| Task details |
In the text on Grover's search algorithm, why is finding a name from a phone number in a phone book slower than finding a phone number from a name? Answer in one to three sentences.

| Document segment |

□ □ □ □ □ □ □

Chapter 5. Grover’s Search Algorithm

Shor’s algorithm in Chapter 4 demonstrated exponential speedup on structured problems with ‘periodicity’. But what if the problem has no special structure like ‘periodicity’?

Looking up a phone number by name in a phone book is fast (structured search). However, finding a name by phone number requires checking each entry one by one from start to finish (unstructured search). Classically, searching an unstructured database with \(N\) items requires an average of \(N/2\) checks, and in the worst case, \(N\) checks.

In 1996, Lov Grover showed that a quantum computer can solve this unstructured search problem with only \(O(\sqrt{N})\) oracle calls. This is not exponential speedup, but a powerful quadratic speedup that changes \(O(N)\) to \(O(\sqrt{N})\) (10 billion vs 1 million) when \(N\) is very large (e.g., \(N=10^{10}\)).

The core principle of this algorithm is amplitude amplification, which amplifies the amplitude of the ‘correct’ state.

1. Fundamental Concepts

Unstructured Search Problem: There is a black box (oracle) containing \(N=2^n\) items. Among them, exactly one item (\(w\)) is the ‘marked’ item. We need to find this \(w\).
- Oracle Function: \(f(x)\) is 1 when \(x=w\) and 0 when \(x \neq w\).
Grover Oracle (\(U_w\)): Like the Deutsch algorithm in Chapter 2, the oracle does not directly reveal the answer but marks it using ‘phase kickback’. \[U_w |x\rangle = (-1)^{f(x)} |x\rangle\]
- Action: The oracle flips the phase of only the ‘marked’ item \(|w\rangle\) to \(-1\), leaving all other items unchanged.

□ □ □ □ □ □ □

| Raw data |
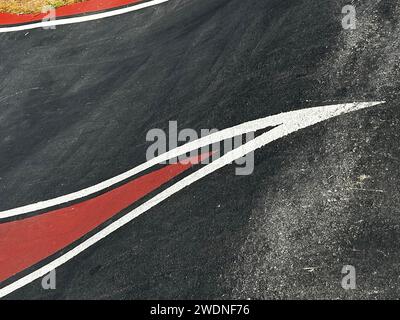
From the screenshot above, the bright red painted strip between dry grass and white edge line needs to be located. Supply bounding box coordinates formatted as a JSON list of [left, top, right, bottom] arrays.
[[0, 0, 144, 25]]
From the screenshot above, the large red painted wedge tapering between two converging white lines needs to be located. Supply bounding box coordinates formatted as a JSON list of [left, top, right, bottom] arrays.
[[0, 155, 209, 281]]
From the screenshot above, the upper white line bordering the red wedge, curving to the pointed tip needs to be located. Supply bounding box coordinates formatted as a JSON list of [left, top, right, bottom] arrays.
[[0, 102, 382, 220]]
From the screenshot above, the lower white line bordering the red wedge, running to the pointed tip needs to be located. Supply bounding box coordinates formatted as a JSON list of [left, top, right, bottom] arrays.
[[0, 102, 383, 297]]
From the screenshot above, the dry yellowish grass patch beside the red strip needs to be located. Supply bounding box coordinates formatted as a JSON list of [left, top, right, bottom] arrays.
[[0, 0, 85, 14]]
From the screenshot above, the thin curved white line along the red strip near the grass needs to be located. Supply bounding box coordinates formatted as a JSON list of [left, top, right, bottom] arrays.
[[0, 0, 170, 33]]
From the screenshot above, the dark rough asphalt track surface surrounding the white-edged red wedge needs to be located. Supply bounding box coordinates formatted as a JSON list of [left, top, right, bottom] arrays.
[[0, 0, 400, 299]]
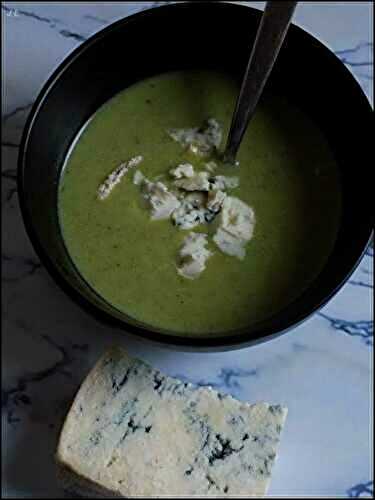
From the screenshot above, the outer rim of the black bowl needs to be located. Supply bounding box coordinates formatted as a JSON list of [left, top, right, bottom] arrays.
[[17, 1, 373, 352]]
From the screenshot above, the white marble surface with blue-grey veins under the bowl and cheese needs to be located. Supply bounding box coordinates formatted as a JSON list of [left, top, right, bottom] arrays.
[[2, 2, 373, 498]]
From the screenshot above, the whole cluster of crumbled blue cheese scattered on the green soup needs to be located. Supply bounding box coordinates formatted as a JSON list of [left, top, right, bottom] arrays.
[[98, 118, 255, 279]]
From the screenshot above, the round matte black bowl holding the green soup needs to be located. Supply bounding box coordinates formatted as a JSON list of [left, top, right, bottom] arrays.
[[18, 2, 372, 350]]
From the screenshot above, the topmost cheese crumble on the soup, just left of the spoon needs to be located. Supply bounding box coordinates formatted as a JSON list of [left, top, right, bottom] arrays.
[[168, 118, 223, 156]]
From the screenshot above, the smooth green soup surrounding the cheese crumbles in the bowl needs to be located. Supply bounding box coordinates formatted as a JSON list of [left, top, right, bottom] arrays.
[[59, 71, 341, 336]]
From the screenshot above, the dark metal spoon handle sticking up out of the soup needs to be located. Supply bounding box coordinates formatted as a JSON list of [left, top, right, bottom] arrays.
[[224, 0, 298, 164]]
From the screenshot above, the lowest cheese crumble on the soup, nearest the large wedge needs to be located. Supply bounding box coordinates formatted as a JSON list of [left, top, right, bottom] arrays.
[[177, 233, 213, 279]]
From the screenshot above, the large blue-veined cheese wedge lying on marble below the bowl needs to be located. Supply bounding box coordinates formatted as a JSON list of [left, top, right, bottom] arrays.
[[56, 348, 287, 498]]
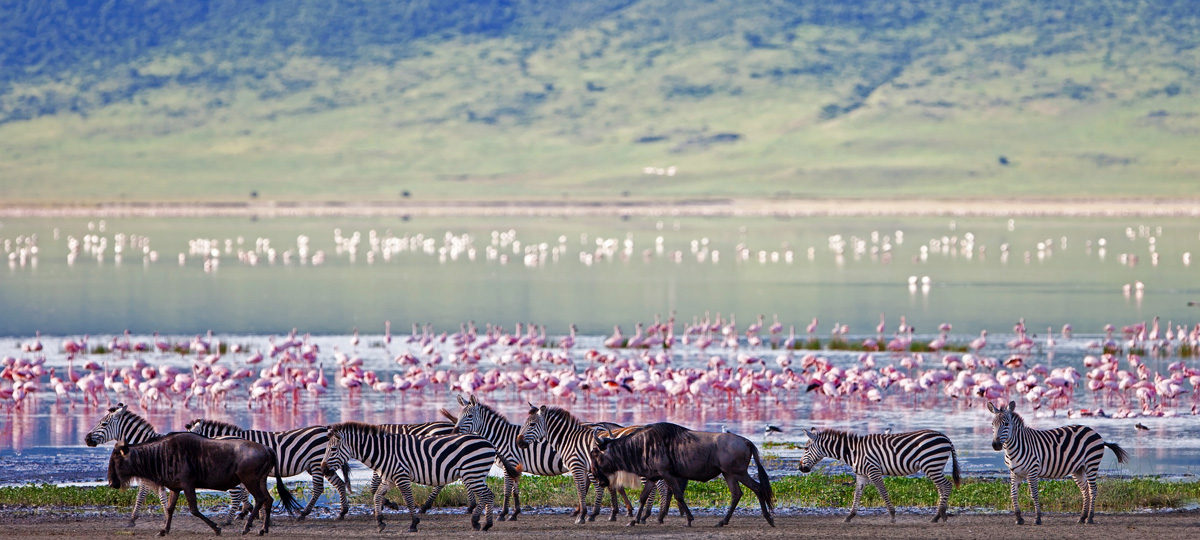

□ □ □ □ □ □ □

| Answer for this exercise |
Looking up a number by name is a structured search, so it is fast. Finding a name from a number is an unstructured search, so each entry has to be checked one by one from start to finish. Classically, that takes an average of \(N/2\) checks and up to \(N\) in the worst case.